• WRITTEN INSTRUCTION A:
Which sequences are named in the forum post on convergent sequences? List every one.
• WRITTEN INSTRUCTION B:
Can you rescale the records from the line with "Note: for every instance of the pale" to the line with "[[120, 128]]", both included? Reproduce only those lines, requests included, with every coordinate in the answers multiplied by 1.25 and rounded to a whole number, halves rounded up.

--- BEGIN EXCERPT TO READ ---

Suppose that $\{x_n\}$ and $\{y_n\}$ are two sequences, which converge to distinct real numbers $a$ and $b$, respectively. Need to prove that $\{x_n\}\cap\{y_n\}$ contains at most finitely many elements.

My approach:

Without loss of generality, suppose that $\left|a\right|<\left|b\right|$. Suppose also that ${z_n}:=\{x_n\}\cap\{y_n\}$ is a convergent sequence with infinitely many elements. Now, $0\leq\left|\max\{\{z_n\}\}\right|\leq \left|a\right|$, $\forall n$, thus $\exists c\in\mathbb{R}$ such that $\left| c\right| \leq \left| a\right|$, such that $\{z_n\}\to c$. Since $\{z_n\}\to c$ as $n\to \infty$, $\forall \varepsilon_1 > 0$, $\exists N_{\varepsilon_1} > 0$, such that if $n>N_{\varepsilon_1}$ then $\left|z_n-c \right|<\varepsilon_1$.

--- END EXCERPT TO READ ---
--- BEGIN DATA SHOWN ---

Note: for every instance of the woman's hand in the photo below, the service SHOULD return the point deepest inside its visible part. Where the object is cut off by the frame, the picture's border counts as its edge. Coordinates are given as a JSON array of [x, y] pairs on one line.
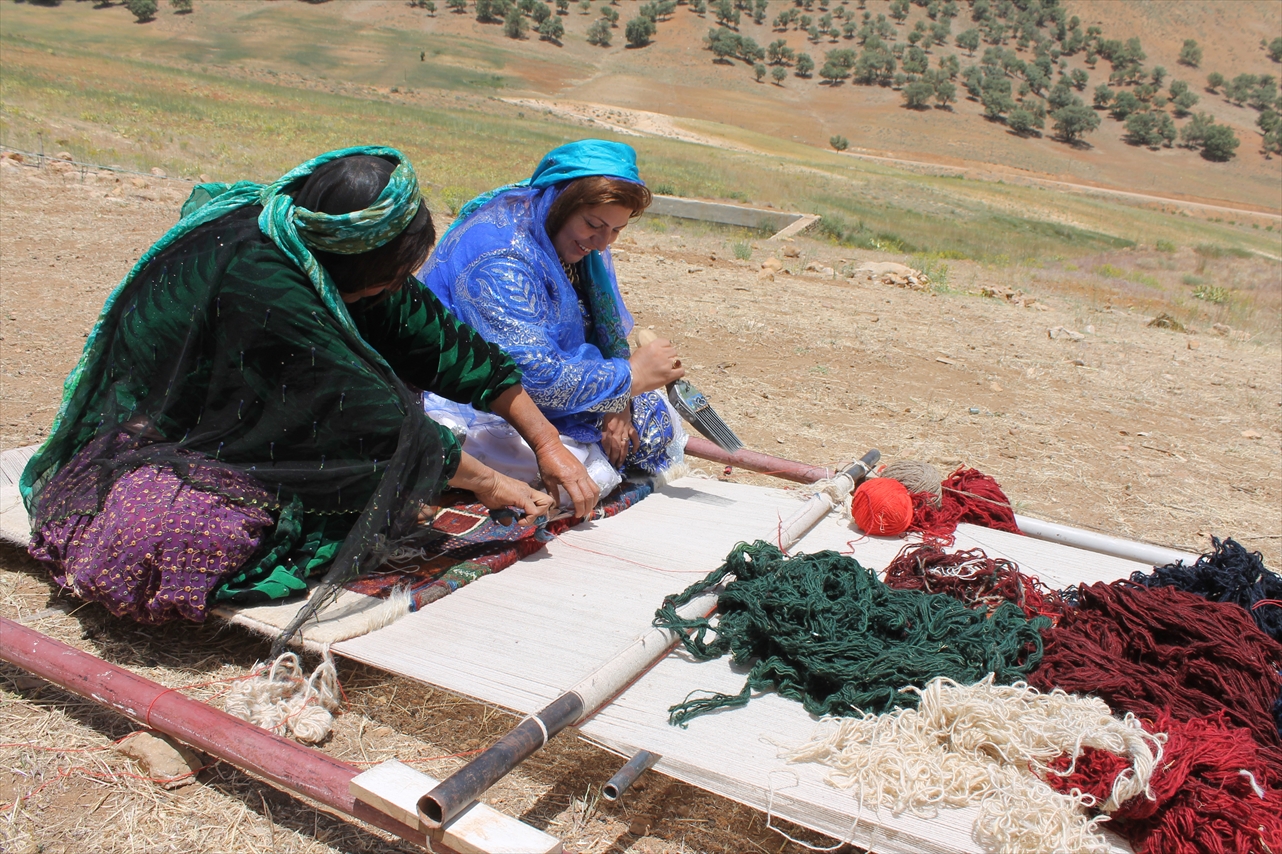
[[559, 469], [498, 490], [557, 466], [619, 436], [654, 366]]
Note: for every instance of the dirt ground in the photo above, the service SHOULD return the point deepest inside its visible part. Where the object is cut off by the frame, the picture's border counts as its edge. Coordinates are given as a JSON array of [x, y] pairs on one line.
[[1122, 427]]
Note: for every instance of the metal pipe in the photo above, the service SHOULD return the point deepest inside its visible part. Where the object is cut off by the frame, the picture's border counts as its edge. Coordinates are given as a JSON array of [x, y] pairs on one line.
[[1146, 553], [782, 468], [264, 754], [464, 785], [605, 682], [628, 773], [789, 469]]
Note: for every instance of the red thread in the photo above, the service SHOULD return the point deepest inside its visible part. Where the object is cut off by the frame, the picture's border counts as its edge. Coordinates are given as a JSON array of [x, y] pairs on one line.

--- END DATA SHOWN ---
--- BEGIN DATA SHOWN ---

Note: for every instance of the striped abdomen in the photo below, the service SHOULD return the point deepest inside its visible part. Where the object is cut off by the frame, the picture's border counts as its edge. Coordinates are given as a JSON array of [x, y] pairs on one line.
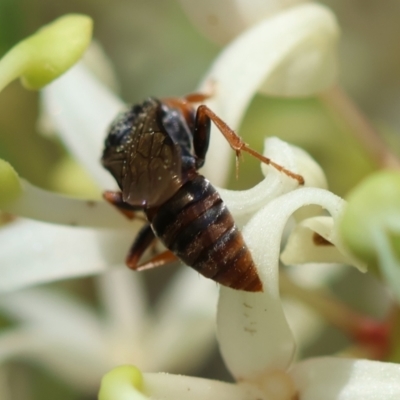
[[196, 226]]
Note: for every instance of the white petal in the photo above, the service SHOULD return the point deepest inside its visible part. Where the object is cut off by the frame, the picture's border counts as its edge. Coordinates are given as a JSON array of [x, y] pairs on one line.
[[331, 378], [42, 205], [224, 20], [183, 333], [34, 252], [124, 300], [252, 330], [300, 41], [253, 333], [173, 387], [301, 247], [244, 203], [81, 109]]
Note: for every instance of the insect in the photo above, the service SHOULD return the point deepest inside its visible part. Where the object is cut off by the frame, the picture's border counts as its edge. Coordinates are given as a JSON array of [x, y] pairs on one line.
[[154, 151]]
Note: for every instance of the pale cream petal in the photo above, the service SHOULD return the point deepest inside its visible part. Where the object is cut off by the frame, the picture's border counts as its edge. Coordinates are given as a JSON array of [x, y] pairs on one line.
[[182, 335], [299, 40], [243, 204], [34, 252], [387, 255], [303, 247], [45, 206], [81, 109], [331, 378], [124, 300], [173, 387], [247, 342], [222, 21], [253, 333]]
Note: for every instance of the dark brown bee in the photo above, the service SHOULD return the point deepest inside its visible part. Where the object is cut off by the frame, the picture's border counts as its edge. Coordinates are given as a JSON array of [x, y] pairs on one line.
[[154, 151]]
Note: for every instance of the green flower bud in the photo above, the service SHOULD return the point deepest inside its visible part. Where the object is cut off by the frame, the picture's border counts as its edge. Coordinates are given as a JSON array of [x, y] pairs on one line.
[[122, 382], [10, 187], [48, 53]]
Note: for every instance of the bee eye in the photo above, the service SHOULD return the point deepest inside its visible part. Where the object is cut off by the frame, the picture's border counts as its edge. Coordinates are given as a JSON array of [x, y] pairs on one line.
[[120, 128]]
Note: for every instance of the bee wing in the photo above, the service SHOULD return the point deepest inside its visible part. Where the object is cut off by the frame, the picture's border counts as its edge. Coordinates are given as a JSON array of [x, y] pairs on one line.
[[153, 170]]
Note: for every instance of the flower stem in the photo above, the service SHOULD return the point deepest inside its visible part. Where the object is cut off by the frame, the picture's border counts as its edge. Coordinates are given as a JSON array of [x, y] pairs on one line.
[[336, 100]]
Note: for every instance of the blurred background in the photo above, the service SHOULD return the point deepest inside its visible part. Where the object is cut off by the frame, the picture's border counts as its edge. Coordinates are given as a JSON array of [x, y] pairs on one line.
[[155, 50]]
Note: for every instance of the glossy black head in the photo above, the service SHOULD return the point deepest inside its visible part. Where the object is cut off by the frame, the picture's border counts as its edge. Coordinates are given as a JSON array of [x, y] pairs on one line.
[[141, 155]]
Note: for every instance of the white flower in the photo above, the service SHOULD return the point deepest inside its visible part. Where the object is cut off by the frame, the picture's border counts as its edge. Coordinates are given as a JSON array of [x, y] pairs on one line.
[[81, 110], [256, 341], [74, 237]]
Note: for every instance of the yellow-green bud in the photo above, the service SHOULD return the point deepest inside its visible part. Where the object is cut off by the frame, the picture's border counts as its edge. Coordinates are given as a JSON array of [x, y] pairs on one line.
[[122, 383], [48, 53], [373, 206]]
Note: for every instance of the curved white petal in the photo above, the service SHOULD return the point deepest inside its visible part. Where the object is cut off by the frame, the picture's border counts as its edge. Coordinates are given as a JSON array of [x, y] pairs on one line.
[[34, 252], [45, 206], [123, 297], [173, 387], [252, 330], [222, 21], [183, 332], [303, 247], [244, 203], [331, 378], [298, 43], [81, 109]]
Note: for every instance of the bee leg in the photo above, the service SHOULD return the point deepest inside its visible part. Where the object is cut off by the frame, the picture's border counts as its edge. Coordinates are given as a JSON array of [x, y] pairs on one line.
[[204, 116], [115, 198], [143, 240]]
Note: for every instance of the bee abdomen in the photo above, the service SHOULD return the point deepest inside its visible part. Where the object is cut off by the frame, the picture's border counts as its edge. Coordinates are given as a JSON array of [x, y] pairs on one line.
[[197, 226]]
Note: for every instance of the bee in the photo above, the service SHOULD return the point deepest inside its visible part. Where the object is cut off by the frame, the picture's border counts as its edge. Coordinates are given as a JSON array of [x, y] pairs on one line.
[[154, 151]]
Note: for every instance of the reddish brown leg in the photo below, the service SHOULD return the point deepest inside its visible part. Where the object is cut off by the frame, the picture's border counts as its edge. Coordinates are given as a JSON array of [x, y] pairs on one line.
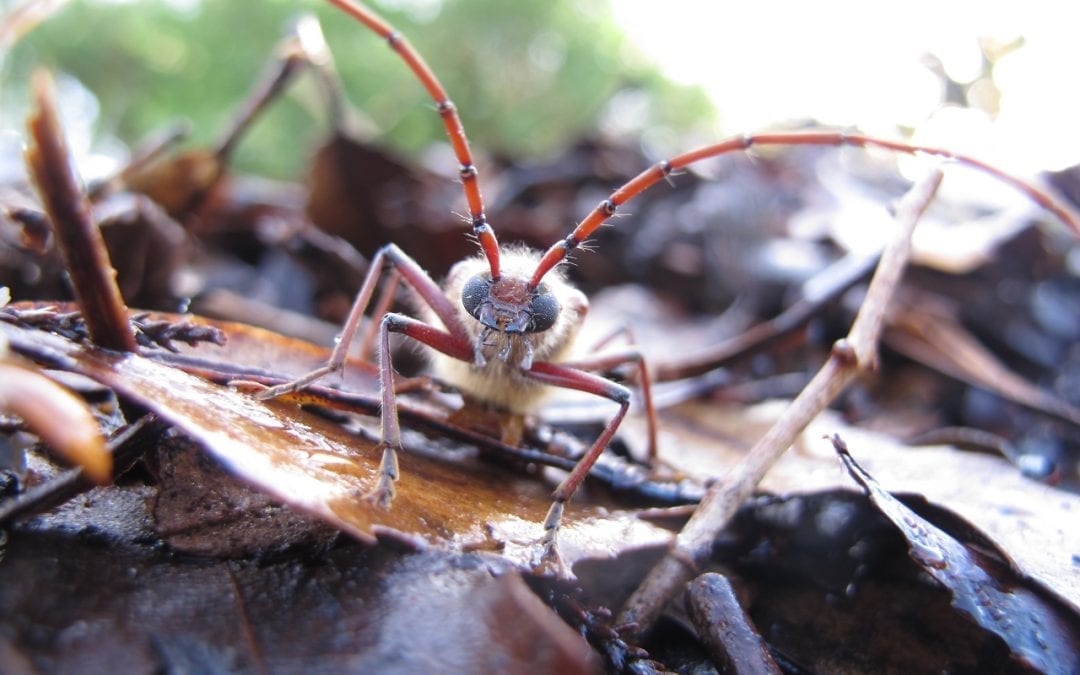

--- END DATA SHOWN ---

• COMPLETE OUTPUT A:
{x_n}, {y_n}, {z_n}

• COMPLETE OUTPUT B:
Note: for every instance of the pale cream petal in the photo above, the service SHOULD return the point deepest inside its visible part. Where the object is cut off by the frame, the picture's border counts as its edge. Coordinates are given as a JSON array of [x, y] pairs on one line.
[[228, 419], [374, 50], [304, 255], [43, 315], [484, 319], [379, 309], [56, 258], [101, 136], [414, 473], [155, 375], [216, 484], [309, 428], [278, 26], [316, 416]]
Note: for every instance of the dark brown bee in the photo above, the service SHOULD return the point deepest inside its visible part. Where the object is cut off by the frame, the picture's border counts as its edge. Coordinates are given as a JSON array of [x, y] pairs on one line.
[[193, 189]]
Note: for every instance of the green flower bud in the photo above, the service SHOULD return the point deepest inside its visible part. Where the object is cut off by the frame, the picture's border counts as its edge. Coordinates are given as a JSON array of [x, y] pairs on one line.
[[153, 478], [13, 234], [60, 66]]
Note: for every instance of the bee eye in the photo above, the service SHOULD return the point deepest inside its visible part. Where the object is cut off by the frame, the picture's border counts as its edge. Coordinates are given as a JSON array of [x, y] pairs on one line.
[[150, 160]]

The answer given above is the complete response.